:: PROVIDED RECORDS ::
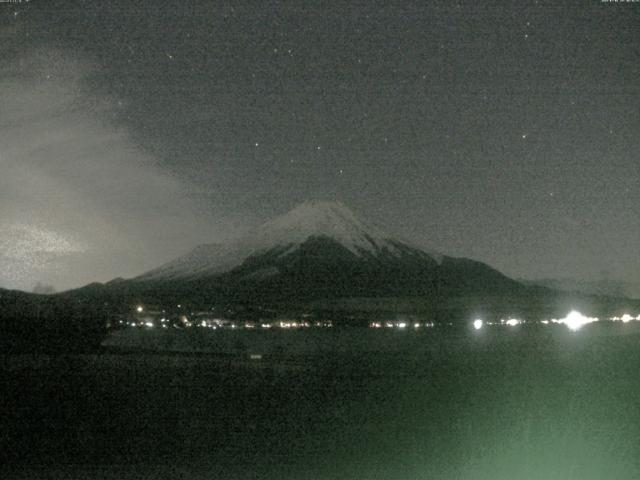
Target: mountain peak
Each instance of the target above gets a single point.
(322, 219)
(311, 219)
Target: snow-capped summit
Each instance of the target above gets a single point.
(326, 220)
(332, 220)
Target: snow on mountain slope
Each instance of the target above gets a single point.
(332, 220)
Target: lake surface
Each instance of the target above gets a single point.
(498, 403)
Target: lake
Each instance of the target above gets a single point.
(537, 402)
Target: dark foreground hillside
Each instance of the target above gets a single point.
(540, 403)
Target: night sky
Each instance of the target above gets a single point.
(132, 131)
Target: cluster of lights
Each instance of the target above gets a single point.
(573, 321)
(401, 325)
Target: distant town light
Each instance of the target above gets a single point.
(575, 320)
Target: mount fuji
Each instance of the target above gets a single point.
(318, 250)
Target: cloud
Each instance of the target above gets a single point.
(79, 201)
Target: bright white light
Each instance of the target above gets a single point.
(575, 320)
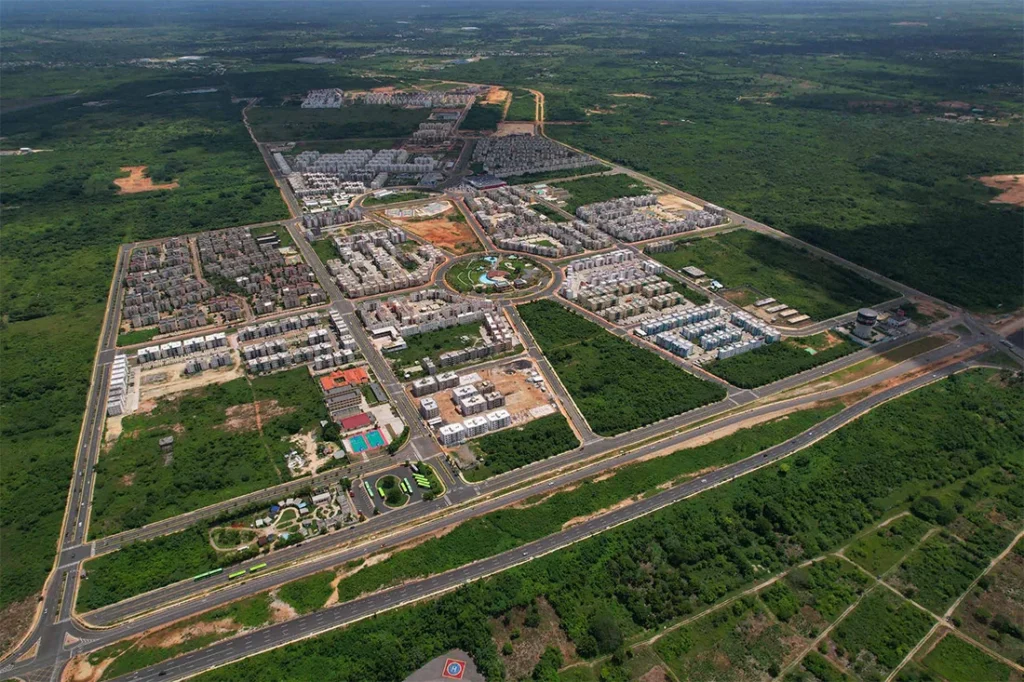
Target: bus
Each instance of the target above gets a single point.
(208, 573)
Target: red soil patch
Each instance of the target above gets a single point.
(138, 181)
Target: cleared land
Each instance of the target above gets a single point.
(138, 181)
(515, 448)
(600, 188)
(742, 258)
(292, 123)
(228, 439)
(617, 386)
(777, 360)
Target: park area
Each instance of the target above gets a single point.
(771, 267)
(493, 272)
(617, 386)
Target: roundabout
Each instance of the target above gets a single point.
(499, 274)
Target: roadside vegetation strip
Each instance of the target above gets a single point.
(658, 568)
(518, 446)
(616, 386)
(228, 439)
(777, 360)
(743, 258)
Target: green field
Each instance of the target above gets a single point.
(62, 223)
(218, 453)
(882, 625)
(777, 360)
(432, 344)
(956, 661)
(518, 446)
(615, 385)
(292, 123)
(307, 594)
(665, 566)
(600, 188)
(882, 549)
(741, 258)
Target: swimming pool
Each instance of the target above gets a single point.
(376, 439)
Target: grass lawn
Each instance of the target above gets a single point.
(432, 344)
(777, 360)
(600, 188)
(518, 446)
(815, 287)
(882, 549)
(218, 452)
(617, 386)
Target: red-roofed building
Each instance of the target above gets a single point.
(358, 421)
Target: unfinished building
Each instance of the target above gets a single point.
(381, 261)
(520, 155)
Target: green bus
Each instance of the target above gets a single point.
(208, 573)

:: INSTRUCTIONS TO FOLLOW ::
Convert the listing above into a numbered list with one entry per line, skipping any blank lines and leaving the pictures out.

:: RESPONSE BELOW ::
1. Target: mountain peak
2. Each instance of the target above gets a single point.
3. (322, 219)
4. (311, 219)
5. Target: snow-capped summit
6. Each instance of the target above gets a single point.
7. (326, 220)
8. (332, 220)
9. Target: snow on mountain slope
10. Each instance of the target above gets a single point.
11. (332, 220)
12. Target: lake surface
13. Each instance of the target above gets a single point.
14. (498, 403)
15. Target: lake
16. Each instance of the target above gets a single point.
17. (537, 402)
18. Target: dark foreground hillside
19. Each instance of the target above gets a single point.
20. (540, 403)
21. Target: night sky
22. Each instance of the target above gets a single point.
23. (132, 131)
24. Target: cluster of lights
25. Each instance of the target above gets a single point.
26. (573, 321)
27. (401, 325)
28. Target: distant town light
29. Each instance of the target above gets a single point.
30. (575, 320)
31. Target: mount fuji
32. Each instance of the target above gets a single point.
33. (318, 250)
34. Target: cloud
35. Each instance of the target above gets a single point.
36. (79, 201)
37. Target: bright white light
38. Each instance of the target above gets a single point.
39. (575, 320)
40. Target: bus
41. Each instance of the target above gets a single point.
42. (208, 573)
43. Target: red soil patch
44. Each instance of the target above gets a single point.
45. (138, 181)
46. Target: cleared land
47. Each instance of the target above gets a single point.
48. (138, 181)
49. (515, 448)
50. (600, 188)
51. (742, 258)
52. (292, 123)
53. (228, 439)
54. (617, 386)
55. (777, 360)
56. Target: park area
57. Each instance of the target above gets a single point.
58. (771, 267)
59. (493, 272)
60. (617, 386)
61. Target: roundabout
62. Each instance of the target above gets a single point.
63. (499, 274)
64. Target: roadside vegetation strip
65. Each instance of the target above gets a single point.
66. (658, 568)
67. (518, 446)
68. (616, 386)
69. (228, 439)
70. (777, 360)
71. (743, 258)
72. Target: green field
73. Each instance of the target above gets a single point.
74. (62, 223)
75. (218, 453)
76. (882, 625)
77. (777, 360)
78. (432, 344)
79. (956, 661)
80. (518, 446)
81. (615, 385)
82. (292, 123)
83. (307, 594)
84. (665, 566)
85. (600, 188)
86. (882, 549)
87. (741, 258)
88. Target: swimming pool
89. Each instance of the target above gets a single point.
90. (376, 439)
91. Target: grass lawn
92. Each instance of the target above gets a single point.
93. (432, 344)
94. (777, 360)
95. (600, 188)
96. (518, 446)
97. (815, 287)
98. (882, 549)
99. (218, 452)
100. (617, 386)
101. Target: red-roofed building
102. Each instance of the target above gets a single point.
103. (358, 421)
104. Target: unfinished building
105. Each instance of the target above gets a single point.
106. (381, 261)
107. (520, 155)
108. Target: green bus
109. Each instance of the target above gets a single point.
110. (208, 573)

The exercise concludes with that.